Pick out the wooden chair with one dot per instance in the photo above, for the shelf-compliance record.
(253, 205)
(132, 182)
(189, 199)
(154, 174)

The request: Rewrite the records with "wooden chair" changed to "folding chair" and every other word and point left as it is.

Result of the exercise:
Pick out the folding chair with one dot per instance in the photo above, for the shelf-compliance record.
(253, 205)
(132, 182)
(189, 199)
(154, 174)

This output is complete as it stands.